**Your task:** Can you arrange the lines below as a Markdown table with the columns Row and Line, beginning at the line that has "Can you find the vanity" and stopping after the line that has "181], [225, 191]]", with blank lines left out?

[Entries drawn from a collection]

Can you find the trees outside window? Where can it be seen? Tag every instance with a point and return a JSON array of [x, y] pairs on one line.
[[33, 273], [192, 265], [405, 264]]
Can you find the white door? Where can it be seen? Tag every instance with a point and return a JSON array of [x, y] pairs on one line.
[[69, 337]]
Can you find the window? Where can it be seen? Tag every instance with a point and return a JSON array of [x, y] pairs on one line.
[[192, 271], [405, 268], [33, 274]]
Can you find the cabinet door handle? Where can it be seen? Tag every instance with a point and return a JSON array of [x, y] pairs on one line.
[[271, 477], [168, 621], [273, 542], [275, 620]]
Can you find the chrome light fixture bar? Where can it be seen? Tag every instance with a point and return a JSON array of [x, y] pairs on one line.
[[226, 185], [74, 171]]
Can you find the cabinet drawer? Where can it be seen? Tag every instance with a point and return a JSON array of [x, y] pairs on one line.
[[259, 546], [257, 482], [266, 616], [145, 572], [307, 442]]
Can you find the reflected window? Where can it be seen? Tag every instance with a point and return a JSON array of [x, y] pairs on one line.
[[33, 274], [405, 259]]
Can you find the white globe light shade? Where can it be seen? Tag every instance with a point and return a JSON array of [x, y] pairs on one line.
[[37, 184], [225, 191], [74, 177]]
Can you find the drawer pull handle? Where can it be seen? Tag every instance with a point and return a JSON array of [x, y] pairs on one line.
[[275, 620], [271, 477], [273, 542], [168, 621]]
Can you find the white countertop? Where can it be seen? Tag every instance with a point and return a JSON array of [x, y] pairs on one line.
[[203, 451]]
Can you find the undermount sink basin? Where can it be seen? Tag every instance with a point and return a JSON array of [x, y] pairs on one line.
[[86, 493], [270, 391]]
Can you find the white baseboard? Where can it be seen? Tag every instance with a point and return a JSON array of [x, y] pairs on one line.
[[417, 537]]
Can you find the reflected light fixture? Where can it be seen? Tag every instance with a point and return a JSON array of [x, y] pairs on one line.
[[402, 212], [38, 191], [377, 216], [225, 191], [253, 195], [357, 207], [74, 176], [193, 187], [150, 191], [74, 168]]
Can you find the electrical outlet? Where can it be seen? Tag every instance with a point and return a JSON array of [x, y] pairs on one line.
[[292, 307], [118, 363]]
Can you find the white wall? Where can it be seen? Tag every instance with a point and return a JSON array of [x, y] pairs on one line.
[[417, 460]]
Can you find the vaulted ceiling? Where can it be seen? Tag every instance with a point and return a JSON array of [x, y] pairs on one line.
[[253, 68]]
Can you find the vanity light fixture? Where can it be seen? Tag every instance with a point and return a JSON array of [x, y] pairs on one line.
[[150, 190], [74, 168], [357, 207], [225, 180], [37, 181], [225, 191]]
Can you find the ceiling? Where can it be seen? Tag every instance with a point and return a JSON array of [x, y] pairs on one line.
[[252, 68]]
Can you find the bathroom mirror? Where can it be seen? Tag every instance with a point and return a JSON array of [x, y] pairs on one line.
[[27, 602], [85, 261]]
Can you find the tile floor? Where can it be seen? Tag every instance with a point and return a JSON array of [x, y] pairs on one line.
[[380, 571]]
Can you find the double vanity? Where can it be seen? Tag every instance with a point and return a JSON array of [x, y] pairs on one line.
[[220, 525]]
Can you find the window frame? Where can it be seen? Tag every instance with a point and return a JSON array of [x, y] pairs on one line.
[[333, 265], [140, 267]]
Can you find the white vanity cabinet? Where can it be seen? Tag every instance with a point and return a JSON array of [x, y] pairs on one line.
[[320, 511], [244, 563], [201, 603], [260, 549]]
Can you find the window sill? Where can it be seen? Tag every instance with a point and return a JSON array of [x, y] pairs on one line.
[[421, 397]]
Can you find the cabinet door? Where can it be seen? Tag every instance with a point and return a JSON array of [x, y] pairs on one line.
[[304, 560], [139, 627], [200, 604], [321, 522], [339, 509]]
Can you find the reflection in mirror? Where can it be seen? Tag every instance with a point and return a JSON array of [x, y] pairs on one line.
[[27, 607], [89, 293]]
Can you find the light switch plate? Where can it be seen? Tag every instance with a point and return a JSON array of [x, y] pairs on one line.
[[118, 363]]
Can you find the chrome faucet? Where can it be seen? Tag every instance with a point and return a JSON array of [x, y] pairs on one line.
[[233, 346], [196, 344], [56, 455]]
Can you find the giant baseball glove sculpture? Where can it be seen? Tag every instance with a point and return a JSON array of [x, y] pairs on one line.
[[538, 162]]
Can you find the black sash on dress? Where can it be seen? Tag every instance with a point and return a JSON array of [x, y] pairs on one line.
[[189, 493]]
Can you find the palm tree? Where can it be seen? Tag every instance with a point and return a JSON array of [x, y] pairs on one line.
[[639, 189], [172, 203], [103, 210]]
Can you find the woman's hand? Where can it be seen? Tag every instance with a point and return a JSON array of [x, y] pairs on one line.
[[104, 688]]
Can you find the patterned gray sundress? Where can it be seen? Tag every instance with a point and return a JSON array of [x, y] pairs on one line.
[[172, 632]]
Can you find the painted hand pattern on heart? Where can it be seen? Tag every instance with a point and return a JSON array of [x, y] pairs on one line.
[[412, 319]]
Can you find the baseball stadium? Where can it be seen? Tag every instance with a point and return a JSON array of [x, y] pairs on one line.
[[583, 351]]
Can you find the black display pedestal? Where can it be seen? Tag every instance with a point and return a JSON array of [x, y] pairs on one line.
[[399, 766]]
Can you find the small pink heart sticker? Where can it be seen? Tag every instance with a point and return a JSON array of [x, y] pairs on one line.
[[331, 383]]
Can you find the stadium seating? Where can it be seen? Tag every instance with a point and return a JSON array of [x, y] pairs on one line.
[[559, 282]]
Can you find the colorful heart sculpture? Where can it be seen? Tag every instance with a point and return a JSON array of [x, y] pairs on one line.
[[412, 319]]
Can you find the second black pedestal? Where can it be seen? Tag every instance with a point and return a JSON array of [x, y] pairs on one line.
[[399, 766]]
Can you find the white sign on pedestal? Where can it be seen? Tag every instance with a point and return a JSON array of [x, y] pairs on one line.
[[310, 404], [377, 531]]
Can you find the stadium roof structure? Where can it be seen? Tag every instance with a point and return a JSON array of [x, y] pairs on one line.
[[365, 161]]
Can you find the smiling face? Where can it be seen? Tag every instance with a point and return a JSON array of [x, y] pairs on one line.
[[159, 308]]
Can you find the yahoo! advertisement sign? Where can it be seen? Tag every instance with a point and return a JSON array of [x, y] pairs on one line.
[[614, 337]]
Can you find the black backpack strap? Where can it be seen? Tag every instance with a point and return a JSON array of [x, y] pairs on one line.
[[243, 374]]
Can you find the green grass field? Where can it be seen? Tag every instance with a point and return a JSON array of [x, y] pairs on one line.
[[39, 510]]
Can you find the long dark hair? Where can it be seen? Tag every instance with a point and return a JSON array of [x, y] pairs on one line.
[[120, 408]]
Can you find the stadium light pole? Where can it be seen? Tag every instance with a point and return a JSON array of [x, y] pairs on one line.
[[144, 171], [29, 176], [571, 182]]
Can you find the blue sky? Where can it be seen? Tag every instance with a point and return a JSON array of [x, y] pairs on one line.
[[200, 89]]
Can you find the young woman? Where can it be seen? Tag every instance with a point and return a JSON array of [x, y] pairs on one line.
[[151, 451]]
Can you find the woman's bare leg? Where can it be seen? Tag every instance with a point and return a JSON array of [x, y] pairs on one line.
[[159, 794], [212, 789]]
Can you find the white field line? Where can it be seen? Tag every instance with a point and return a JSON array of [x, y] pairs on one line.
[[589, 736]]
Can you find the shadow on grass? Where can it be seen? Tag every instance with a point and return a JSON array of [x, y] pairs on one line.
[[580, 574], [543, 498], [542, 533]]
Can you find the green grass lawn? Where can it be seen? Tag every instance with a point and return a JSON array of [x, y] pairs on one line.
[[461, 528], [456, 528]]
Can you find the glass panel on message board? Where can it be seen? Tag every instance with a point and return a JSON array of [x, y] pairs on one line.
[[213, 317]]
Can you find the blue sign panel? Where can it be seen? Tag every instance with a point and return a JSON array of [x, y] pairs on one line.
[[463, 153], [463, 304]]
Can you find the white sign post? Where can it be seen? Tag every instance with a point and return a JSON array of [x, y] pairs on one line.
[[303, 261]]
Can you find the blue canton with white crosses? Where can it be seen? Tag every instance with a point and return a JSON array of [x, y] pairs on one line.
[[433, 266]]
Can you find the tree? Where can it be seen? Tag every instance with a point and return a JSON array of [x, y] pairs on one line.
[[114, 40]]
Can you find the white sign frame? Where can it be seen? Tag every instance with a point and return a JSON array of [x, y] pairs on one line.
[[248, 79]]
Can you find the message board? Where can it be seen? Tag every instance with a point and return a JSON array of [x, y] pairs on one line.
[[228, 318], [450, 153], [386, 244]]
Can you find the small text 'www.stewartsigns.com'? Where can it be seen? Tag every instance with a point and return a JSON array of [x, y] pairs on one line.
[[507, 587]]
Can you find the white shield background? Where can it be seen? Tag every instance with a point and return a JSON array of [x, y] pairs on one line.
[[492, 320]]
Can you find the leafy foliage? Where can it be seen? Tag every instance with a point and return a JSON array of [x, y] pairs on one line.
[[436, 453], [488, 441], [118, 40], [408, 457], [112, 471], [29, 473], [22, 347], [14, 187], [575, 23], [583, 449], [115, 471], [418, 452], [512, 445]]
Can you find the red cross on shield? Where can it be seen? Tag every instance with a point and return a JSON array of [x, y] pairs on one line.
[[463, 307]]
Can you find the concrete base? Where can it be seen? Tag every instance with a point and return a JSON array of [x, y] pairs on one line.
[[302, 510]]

**The solution:**
| Row | Line |
|---|---|
| 1 | Can you find the vanity light fixture? Where can it be seen? Tag every instance with a point and return a JSON array of [x, y] pairs on one line. |
| 2 | [[150, 190], [74, 168], [357, 207], [225, 180], [37, 181], [225, 191]] |